§ **ИСХОДНЫЙ ФРАГМЕНТ**:
====
Слово в пейзаже Турнье создает колоритное единство множества визуальных форм и звуков, запахов, свето-цветовых эффектов. И одновременно ландшафт Турнье, как фотопейзаж, с его предметным пространством, а также «линейным и тональными ритмами» «образен в первую очередь благодаря пространственной ритмике»[327]: «Перед ним до самого горизонта простиралась равнина с шелковистой травой, мягко волновавшейся под нежным дуновением бриза. На западе стоя дремали тростники, ощетинившиеся, словно копья пехотинцев; в их зарослях пронзительно и размеренно квакали лягушки-древесницы. Белая сова на лету задела Робинзона крылом и села на ближайший кипарис, обратив к человеку слепой лик сомнамбулы. Душистый аромат возвестил о близости розовой ложбины; на ее пригорках поблескивали пятнышки лунного света» (201)[328].

Описание, основополагающее свойство поэтики романа Турнье, проявляется на двух уровнях его структуры — литературном и языковом. И на каждом из них (и в их единстве) реализуется сложившаяся в реалистическом творчестве прошлого столетия традиция «объясняющей литературы». Так определяет ее Л.Я. Гинзбург, теоретически осмысливая своеобразие французского реализма XIX века: «Наблюдением (описанием) и анализом он рационалистически обрабатывал модели действительности, прилагая к ним критерии господствующего позитивизма. Он создал литературу объяснения. Столь важное для него описание тоже было объясняющим, поскольку оно выявляло причинные связи человека со средой»[329]. В этих правилах выдержано множество характерных описаний поведения, отдельных поступков и трудовых дел Робинзона. Таковы картины строительства «Избавления», на котором Робинзон надеется вернуться к людям, обработки зерна, ремесленнического конструирования водяных часов. Эти описания самообъясняющие, в них самих, в материи описываемого, в их свойствах заложена мотивировка вызываемых следствий — отношения к ним, обращения с ними, поведения героя. А манера их описательного воспроизведения — авторская логика описания, запечатленная в сочленении фраз и их отдельных отрезков; слова, адекватные действию, предмету и их свойствам — оформляет самомотивированность, выявляет причинно-следственные моменты. Подобным слогом описывает Турнье и открытый Робинзоном «способ получения чего-то вроде сахара»: «Робинзон добывал этот сахар из ствола пальмы определенной разновидности: ее ствол утолщался не у корня или вершины, а в середине, она давала необыкновенно сладкий сок. Срубив одно из таких деревьев, Робинзон отсек листья, венчающие ствол, и из их среза тут же начала сочиться густая сахаристая жидкость. Она выделялась на протяжении многих месяцев, нужно было только регулярно делать новые срезы, так как поры дерева довольно быстро закрывались» (85—86).
====
§ **ВЫДЕРЖКИ ИЗ ПЕРЕЧНЯ**:
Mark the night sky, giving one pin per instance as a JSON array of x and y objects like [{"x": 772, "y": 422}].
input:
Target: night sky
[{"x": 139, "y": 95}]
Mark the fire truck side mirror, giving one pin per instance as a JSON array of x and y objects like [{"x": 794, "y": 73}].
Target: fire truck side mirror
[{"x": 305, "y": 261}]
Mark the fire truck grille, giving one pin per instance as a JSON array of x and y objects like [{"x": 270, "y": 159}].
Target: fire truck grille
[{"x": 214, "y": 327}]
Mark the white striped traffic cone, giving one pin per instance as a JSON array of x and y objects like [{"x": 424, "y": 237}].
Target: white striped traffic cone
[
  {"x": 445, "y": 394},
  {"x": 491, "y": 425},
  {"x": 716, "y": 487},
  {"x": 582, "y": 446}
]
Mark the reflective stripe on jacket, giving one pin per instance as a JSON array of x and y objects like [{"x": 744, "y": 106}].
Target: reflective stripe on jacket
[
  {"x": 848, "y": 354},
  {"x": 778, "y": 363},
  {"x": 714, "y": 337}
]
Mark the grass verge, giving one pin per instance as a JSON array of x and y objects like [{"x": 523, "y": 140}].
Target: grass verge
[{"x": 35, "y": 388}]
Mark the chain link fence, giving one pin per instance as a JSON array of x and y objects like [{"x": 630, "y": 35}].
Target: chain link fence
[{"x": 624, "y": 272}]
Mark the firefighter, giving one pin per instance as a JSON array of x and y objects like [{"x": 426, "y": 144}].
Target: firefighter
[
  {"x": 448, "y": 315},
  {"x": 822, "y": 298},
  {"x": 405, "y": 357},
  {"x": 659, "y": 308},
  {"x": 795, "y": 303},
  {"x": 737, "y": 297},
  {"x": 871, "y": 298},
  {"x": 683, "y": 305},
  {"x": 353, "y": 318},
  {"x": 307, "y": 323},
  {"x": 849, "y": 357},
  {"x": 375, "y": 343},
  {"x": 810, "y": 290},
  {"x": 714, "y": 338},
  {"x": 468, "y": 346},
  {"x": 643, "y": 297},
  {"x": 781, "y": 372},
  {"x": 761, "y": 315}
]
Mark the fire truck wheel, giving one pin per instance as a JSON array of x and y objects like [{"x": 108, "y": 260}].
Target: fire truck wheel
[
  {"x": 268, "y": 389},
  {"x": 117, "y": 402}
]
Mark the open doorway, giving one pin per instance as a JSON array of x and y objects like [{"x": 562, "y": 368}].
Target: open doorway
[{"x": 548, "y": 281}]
====
§ **ЗАДАНИЯ**:
1. Согласно фрагменту о романе Турнье, из ствола какого дерева Робинзон добывал подобие сахара?
2. Объясните, почему, по словам Л.Я. Гинзбург из фрагмента о романе Турнье, описание во французском реализме XIX века было объясняющим.

§ **ОТВЕТЫ К ЗАДАНИЯМ**:
1. Из ствола пальмы определенной разновидности. Ее ствол утолщался в середине, а не у корня или вершины, и давал необыкновенно сладкий сок.

2. Описание было объясняющим, поскольку оно выявляло причинные связи человека со средой.